Winner of the 1998 Booker Prize, Mr. McEwan enthralls readers with his latest novel detailing the repercussions of a young girl's fabrication.

In pre-World War II England, 13-year-old Briony Tallis immerses herself in a fantasy world of writing while her older sister, Cecilia, languishes at their manor home, unsure of her future. Having recently completed her education at Cambridge, Cecilia resents the fact that Robbie Turner, the charwoman's son, also graduated from Cambridge and was financed by her father.

A summer evening begins innocently enough, as Briony stages a play to wecome home her much-adored older brother, Leon. She casts her 15-year-old cousin Lola and even Lola's 9-year-old twin brothers, Jackson and Pierrot, despite their inability to act.

The evening homecoming celebration becomes disastrous when the twins turn up missing. As everyone searches in the dark for the two boys, an unknown assailant harms Lola. Call it misplaced confidence or vengeance, but Briony assures the police that she knows her cousin's attacker and accuses Robbie, who is jailed according to her word alone.

DATA SUPPLIED —

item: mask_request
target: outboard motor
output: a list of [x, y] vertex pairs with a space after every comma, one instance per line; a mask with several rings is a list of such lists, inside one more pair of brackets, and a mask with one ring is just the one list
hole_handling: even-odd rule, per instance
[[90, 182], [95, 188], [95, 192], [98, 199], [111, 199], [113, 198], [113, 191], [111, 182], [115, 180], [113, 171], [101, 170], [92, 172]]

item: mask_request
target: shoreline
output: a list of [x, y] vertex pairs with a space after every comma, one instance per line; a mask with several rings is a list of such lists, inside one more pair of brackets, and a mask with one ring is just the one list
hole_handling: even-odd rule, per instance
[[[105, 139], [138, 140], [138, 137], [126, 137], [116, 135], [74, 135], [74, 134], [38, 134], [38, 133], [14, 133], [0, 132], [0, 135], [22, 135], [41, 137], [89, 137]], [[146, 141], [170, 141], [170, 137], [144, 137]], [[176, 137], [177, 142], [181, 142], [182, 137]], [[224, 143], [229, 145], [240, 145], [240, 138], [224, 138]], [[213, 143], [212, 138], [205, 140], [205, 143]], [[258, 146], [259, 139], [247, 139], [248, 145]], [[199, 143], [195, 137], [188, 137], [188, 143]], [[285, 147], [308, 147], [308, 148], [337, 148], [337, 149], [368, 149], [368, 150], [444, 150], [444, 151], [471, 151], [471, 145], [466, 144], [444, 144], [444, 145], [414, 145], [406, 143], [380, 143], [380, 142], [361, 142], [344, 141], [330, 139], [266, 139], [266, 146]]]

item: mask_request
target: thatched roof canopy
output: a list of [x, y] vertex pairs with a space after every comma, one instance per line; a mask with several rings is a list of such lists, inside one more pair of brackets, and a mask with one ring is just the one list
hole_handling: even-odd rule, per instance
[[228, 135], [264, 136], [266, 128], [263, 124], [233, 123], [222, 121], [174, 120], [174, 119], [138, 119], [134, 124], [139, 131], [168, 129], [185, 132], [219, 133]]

SHORT TASK — Rewrite the part of the review above starting at "A summer evening" and ending at "inability to act.", with "summer" replaced by "autumn".

SOLUTION TO THIS PROBLEM —
A autumn evening begins innocently enough, as Briony stages a play to wecome home her much-adored older brother, Leon. She casts her 15-year-old cousin Lola and even Lola's 9-year-old twin brothers, Jackson and Pierrot, despite their inability to act.